Data for review>
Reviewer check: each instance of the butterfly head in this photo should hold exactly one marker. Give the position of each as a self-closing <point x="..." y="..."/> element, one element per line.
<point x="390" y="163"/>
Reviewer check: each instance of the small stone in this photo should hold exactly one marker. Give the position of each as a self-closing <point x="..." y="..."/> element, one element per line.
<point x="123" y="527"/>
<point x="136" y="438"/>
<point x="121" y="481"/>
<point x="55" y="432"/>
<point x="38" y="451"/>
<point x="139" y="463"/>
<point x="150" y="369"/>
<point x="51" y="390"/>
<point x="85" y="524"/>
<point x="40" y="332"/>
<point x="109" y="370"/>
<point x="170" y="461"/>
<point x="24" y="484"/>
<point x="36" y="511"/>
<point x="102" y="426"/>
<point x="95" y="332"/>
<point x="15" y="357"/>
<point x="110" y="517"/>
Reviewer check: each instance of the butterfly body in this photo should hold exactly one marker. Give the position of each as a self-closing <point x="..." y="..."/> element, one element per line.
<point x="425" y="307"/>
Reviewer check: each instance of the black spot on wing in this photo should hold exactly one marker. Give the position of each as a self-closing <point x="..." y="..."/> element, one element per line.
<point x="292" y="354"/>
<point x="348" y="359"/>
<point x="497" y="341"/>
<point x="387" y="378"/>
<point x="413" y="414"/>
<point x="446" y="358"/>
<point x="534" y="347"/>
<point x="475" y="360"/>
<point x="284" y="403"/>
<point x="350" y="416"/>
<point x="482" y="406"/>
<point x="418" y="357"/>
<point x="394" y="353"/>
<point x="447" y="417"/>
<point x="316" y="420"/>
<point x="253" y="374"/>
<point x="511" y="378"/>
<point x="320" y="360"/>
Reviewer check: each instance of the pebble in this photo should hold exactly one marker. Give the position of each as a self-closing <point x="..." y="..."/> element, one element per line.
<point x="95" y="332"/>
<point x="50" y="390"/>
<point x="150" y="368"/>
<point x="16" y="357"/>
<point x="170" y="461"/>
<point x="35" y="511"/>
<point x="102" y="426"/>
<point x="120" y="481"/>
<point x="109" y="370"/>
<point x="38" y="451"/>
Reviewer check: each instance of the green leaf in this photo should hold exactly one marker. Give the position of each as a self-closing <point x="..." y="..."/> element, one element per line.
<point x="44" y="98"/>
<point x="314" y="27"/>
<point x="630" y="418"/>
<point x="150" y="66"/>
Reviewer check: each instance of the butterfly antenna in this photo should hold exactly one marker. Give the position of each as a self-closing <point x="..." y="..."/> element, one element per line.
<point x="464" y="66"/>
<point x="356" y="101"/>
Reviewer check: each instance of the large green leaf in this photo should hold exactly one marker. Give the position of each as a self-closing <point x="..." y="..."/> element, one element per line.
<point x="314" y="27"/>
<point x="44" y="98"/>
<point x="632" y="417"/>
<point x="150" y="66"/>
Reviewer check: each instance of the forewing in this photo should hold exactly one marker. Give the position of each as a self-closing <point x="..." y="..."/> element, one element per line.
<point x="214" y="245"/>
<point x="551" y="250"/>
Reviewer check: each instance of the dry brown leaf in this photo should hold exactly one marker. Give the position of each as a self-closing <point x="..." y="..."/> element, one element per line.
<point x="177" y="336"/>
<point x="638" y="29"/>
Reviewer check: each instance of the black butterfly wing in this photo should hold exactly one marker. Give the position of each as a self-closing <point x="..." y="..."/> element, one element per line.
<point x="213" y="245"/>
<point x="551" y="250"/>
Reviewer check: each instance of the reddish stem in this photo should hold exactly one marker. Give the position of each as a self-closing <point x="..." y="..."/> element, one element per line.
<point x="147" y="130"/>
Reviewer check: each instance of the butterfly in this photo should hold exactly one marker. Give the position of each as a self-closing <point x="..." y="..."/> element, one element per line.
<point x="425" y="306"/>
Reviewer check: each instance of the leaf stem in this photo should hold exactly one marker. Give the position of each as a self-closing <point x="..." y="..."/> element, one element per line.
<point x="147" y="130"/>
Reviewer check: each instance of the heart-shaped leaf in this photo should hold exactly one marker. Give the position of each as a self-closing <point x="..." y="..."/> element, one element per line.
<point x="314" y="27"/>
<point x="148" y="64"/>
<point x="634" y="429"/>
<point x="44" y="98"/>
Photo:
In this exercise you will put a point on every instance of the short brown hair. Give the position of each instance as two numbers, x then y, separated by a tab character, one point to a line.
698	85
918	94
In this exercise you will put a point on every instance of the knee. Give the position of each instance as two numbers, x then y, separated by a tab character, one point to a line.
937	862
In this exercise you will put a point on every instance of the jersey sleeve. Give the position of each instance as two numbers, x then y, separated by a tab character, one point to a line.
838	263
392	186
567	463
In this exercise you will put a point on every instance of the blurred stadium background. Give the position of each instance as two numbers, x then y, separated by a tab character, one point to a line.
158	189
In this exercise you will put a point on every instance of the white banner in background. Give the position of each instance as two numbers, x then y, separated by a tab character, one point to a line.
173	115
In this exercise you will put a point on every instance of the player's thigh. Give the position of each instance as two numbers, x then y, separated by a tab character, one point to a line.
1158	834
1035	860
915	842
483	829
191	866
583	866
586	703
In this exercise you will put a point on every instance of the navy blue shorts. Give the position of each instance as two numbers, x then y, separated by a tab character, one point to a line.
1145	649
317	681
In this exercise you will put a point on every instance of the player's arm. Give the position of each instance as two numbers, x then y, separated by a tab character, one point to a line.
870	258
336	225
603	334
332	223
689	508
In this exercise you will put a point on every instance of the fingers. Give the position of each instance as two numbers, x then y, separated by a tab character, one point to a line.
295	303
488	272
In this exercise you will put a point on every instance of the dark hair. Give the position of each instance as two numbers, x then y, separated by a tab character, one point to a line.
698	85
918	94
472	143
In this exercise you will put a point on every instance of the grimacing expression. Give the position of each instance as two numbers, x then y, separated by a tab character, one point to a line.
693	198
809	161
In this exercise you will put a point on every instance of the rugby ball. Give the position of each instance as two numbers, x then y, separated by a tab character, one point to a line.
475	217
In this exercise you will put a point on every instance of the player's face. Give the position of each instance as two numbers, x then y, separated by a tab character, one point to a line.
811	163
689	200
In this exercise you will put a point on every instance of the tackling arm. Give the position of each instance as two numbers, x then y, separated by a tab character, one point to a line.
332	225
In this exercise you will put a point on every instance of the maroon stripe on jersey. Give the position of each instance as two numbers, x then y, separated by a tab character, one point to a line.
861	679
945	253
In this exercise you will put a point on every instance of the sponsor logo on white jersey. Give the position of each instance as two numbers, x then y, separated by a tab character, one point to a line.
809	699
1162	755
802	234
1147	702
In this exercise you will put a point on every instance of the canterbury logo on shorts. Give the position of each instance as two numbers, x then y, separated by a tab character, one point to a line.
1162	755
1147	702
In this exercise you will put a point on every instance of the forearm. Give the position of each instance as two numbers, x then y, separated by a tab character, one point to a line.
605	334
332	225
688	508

Task statement>
Could you output every entry from the listing above without altering a word?

Final answer>
Reviewer check: each instance of the butterfly head in this photo should hold exactly one marker. Give the position of each as a self-closing <point x="..." y="..."/> element, one element per line.
<point x="390" y="163"/>
Reviewer check: each instance of the small stone in this photo should hold exactly one marker. Give the position of each as a self-closing <point x="..." y="..."/> element, one element per line.
<point x="123" y="527"/>
<point x="136" y="438"/>
<point x="121" y="481"/>
<point x="55" y="432"/>
<point x="38" y="451"/>
<point x="139" y="463"/>
<point x="150" y="369"/>
<point x="51" y="390"/>
<point x="85" y="524"/>
<point x="40" y="332"/>
<point x="109" y="370"/>
<point x="170" y="461"/>
<point x="24" y="484"/>
<point x="36" y="511"/>
<point x="102" y="426"/>
<point x="95" y="332"/>
<point x="15" y="357"/>
<point x="110" y="517"/>
Reviewer check: each instance of the butterfly body in this photo should hold exactly one marker. Give the position of each as a self-closing <point x="..." y="..."/> element, one element per line.
<point x="425" y="307"/>
Reviewer check: each instance of the black spot on wing in this photo should hold exactly one marker. Give the position of each as a self-closing <point x="..." y="..."/> element, one element per line.
<point x="292" y="354"/>
<point x="348" y="359"/>
<point x="497" y="341"/>
<point x="387" y="378"/>
<point x="413" y="414"/>
<point x="446" y="358"/>
<point x="534" y="347"/>
<point x="475" y="360"/>
<point x="284" y="403"/>
<point x="350" y="416"/>
<point x="482" y="406"/>
<point x="418" y="357"/>
<point x="394" y="353"/>
<point x="447" y="417"/>
<point x="316" y="420"/>
<point x="253" y="374"/>
<point x="511" y="378"/>
<point x="320" y="360"/>
Reviewer check: each instance of the pebble in this photo should hold exactly one marker. Give the position of each as a self-closing <point x="..." y="..."/> element, one element per line.
<point x="95" y="332"/>
<point x="50" y="390"/>
<point x="150" y="368"/>
<point x="16" y="357"/>
<point x="170" y="461"/>
<point x="35" y="511"/>
<point x="102" y="426"/>
<point x="120" y="481"/>
<point x="109" y="370"/>
<point x="38" y="451"/>
Reviewer check: each instance of the green leaf in this photo should hold exactly one marker. Give the position of each as a self-closing <point x="..." y="..."/> element, one element per line.
<point x="44" y="98"/>
<point x="314" y="27"/>
<point x="630" y="418"/>
<point x="150" y="66"/>
Reviewer check: each instance of the butterfly antenna in this photo should hold exactly one marker. Give the position of each as a self-closing <point x="..." y="..."/> element, one element per line.
<point x="464" y="66"/>
<point x="356" y="101"/>
Reviewer check: each instance of the large green leaf in this photo should hold exactly one marker. Give the position of each as a self-closing <point x="..." y="..."/> element, one element per line.
<point x="314" y="27"/>
<point x="44" y="98"/>
<point x="632" y="417"/>
<point x="150" y="66"/>
Reviewer check: each instance of the forewing in this photo should hold exactly one marker. Give the position of each as a self-closing <point x="..." y="..."/> element, one element per line.
<point x="214" y="245"/>
<point x="551" y="250"/>
Reviewer check: each instance of the dry brown leaf in this photo should hold exactly one marker. Give the position of each as a self-closing <point x="..." y="..."/> element, one element per line.
<point x="177" y="336"/>
<point x="638" y="29"/>
Reviewer check: each instance of the black butterfly wing in this photo should hold exactly one marker. Give the position of each as a self-closing <point x="..." y="..."/> element, one element per line.
<point x="213" y="245"/>
<point x="551" y="250"/>
Reviewer check: each instance of the reddish stem in this photo should hold exactly one marker. Give the position of each as a self-closing <point x="..." y="..."/> element, one element per line.
<point x="147" y="130"/>
Reviewer check: each instance of the butterfly in this photo should hold exactly one marker. Give the position of each as a self-closing <point x="..." y="..."/> element, one element per line.
<point x="425" y="306"/>
Reviewer check: each instance of the leaf stem in this photo should hold exactly one marker. Give the position of each as a self-closing <point x="..." y="..."/> element, one element per line.
<point x="147" y="130"/>
Reviewer check: each instance of the heart-shaped leaf in this photo should hold exactly one marker. Give the position of each as a self-closing <point x="..." y="..."/> element, one element per line.
<point x="314" y="27"/>
<point x="148" y="64"/>
<point x="634" y="429"/>
<point x="44" y="98"/>
Photo:
In this exercise you will put a point on every instance of the short brown hair. Give the position of each instance as two numbers, x then y, separated by a tab character, one point to a line.
698	85
918	94
In this exercise you will put a point on every instance of the knee. Give the position of each instance as two numbers, x then y, separated by a tab character, one point to a line.
937	862
In this exercise you will put a point on every instance of the jersey sleeve. Give the position of each instance as two numbers, x then y, separated by a tab character, one point to a line.
838	263
392	186
567	463
In this exercise you will put a point on every instance of the blurred stadium background. Give the position of each instance as two numbers, x then y, separated by a tab character, one point to a line.
158	189
In this exercise you will put a point on every instance of the white banner in background. Give the position of each instance as two numbers, x then y, separated by a tab character, one point to a line.
173	115
In this exercise you will put a point on every instance of the player's thigh. Give the position of each instance as two numbers, x then y, separated by a tab character, one point to a line.
1158	834
1035	860
915	842
483	829
191	866
583	866
586	703
In this exercise you will put a point on every instance of the navy blue shorts. Give the position of each instance as two numbers, x then y, separated by a tab character, one point to a line.
1145	649
317	681
In this exercise you will put a point on every instance of the player's arm. Give the position of each instance as two numbers, x then y, separated by a tab character, one point to a line.
870	258
336	225
603	334
332	223
689	508
In this exercise you will put a point on every instance of the fingers. Give the position of each instance as two numbers, x then y, separated by a tab character, one point to a line.
295	303
488	272
In this exercise you will put a point on every instance of the dark hair. Give the position of each instance as two numbers, x then y, separated by a tab character, one point to a line.
698	85
918	94
472	143
In this exercise you will put a point on every instance of the grimacing expression. Give the position of each instance as two numbers, x then y, separated by a tab character, one point to a line.
693	198
809	161
In this exercise you will put a point on every instance of the rugby ball. Give the position of each instance as two numbers, x then y, separated by a tab character, one point to a line.
475	217
In this exercise you will put a point on every instance of the player's face. Give the position of each instance as two numbers, x then y, separated by a tab character, one point to a line.
811	163
689	200
In this exercise you will put a point on every instance of the tackling arm. Give the position of each instance as two numbers, x then y, separated by a tab character, one point to a line.
332	225
In this exercise you will put a point on every instance of the maroon stripe on jersey. Give the position of each instance as two numbers, x then y, separated by a tab character, one point to a line.
861	679
945	253
In this exercise you will put a point on every instance of the sponsor logo on white jersey. Give the position of each instance as two numbers, x then y, separated by a tab character, one point to a line.
809	699
1162	755
802	234
1147	702
In this exercise you will put a point on every instance of the canterbury logo on shorts. Give the position of each instance as two numbers, x then y, separated by a tab character, one point to a line.
1162	755
1147	702
In this exercise you will put a point on every instance of the forearm. Give the position of each instance as two numbers, x then y, separated by a tab character, one point to a line.
605	334
332	225
688	508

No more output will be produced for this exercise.